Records
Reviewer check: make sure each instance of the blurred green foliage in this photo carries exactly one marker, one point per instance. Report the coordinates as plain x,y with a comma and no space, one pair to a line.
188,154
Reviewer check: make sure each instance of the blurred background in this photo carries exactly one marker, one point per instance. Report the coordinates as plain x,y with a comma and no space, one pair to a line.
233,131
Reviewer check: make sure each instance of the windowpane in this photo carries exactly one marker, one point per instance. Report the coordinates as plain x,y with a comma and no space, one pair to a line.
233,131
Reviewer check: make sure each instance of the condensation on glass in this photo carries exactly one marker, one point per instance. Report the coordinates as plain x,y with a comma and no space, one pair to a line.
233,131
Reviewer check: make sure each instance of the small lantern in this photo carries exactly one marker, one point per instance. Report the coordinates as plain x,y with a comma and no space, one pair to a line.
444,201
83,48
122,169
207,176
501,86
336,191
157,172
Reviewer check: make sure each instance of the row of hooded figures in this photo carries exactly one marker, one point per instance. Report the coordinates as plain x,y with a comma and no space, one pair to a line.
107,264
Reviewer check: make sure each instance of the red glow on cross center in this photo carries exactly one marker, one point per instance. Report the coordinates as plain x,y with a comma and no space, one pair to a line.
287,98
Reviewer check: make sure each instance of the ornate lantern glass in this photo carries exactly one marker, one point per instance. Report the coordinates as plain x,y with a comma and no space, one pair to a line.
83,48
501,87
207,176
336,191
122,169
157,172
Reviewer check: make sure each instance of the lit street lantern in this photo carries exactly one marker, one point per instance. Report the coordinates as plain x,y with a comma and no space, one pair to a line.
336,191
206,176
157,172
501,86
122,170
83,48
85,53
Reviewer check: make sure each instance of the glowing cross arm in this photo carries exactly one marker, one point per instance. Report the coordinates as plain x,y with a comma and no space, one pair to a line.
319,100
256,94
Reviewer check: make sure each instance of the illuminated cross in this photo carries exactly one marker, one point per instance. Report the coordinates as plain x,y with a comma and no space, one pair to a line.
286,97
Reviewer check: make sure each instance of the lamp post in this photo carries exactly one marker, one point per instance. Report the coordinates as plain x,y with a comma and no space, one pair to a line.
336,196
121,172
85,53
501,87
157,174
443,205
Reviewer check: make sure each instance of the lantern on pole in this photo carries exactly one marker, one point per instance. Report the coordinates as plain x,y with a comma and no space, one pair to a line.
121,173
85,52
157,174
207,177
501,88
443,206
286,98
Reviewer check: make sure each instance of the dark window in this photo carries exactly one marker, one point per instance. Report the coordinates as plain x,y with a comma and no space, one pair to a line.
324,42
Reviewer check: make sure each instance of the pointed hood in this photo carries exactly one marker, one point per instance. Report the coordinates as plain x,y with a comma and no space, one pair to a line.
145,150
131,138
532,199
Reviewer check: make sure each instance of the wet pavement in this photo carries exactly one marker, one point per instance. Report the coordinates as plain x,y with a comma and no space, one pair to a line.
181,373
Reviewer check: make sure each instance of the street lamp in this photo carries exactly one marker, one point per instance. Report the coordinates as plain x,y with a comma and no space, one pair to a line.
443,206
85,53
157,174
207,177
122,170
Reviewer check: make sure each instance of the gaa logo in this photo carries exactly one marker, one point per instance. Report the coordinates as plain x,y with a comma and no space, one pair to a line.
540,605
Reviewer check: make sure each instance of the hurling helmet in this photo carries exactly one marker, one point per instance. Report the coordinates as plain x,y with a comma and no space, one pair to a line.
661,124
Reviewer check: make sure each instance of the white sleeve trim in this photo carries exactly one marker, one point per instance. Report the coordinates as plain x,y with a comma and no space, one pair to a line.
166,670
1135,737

## Instructions for the task
Rewrite everything from the row containing "Reviewer check: make sure each instance of the wet" down to the end of the rows, keeping each request as it is and adding 80 to every x and y value in the answer coordinates.

## Task result
Reviewer check: make sure each instance of the wet pavement in this photo carries exactly one marker, one point per instance. Report the coordinates as plain x,y with a comma and no space, one pair to a line.
261,453
Reviewer check: make sure each instance of the street lamp in this photo carries exactly one marker, one point per instance. Report the coordinates as plain x,y with a comma and no space, one pair to a line.
523,286
165,133
237,254
287,257
202,250
Reviewer check: make sure each instance of the gaa logo in this photo carries exactly one marker, one point per instance. Report the coordinates as plain x,y with a comma and no space, one pair to a line.
620,685
Reviewer check: make sure each instance of the hurling helmet in this photo carries exactly one marker, one point per instance. Report the coordinates as plain x,y with a comma and no space, one pair to a line.
741,204
Reviewer check: make sure each instance of the white sleeve trim in this photo carries exactly one marker, one point per instance. Report the coordinates as plain x,y with a comma and no space, one pair to a line.
246,750
1215,817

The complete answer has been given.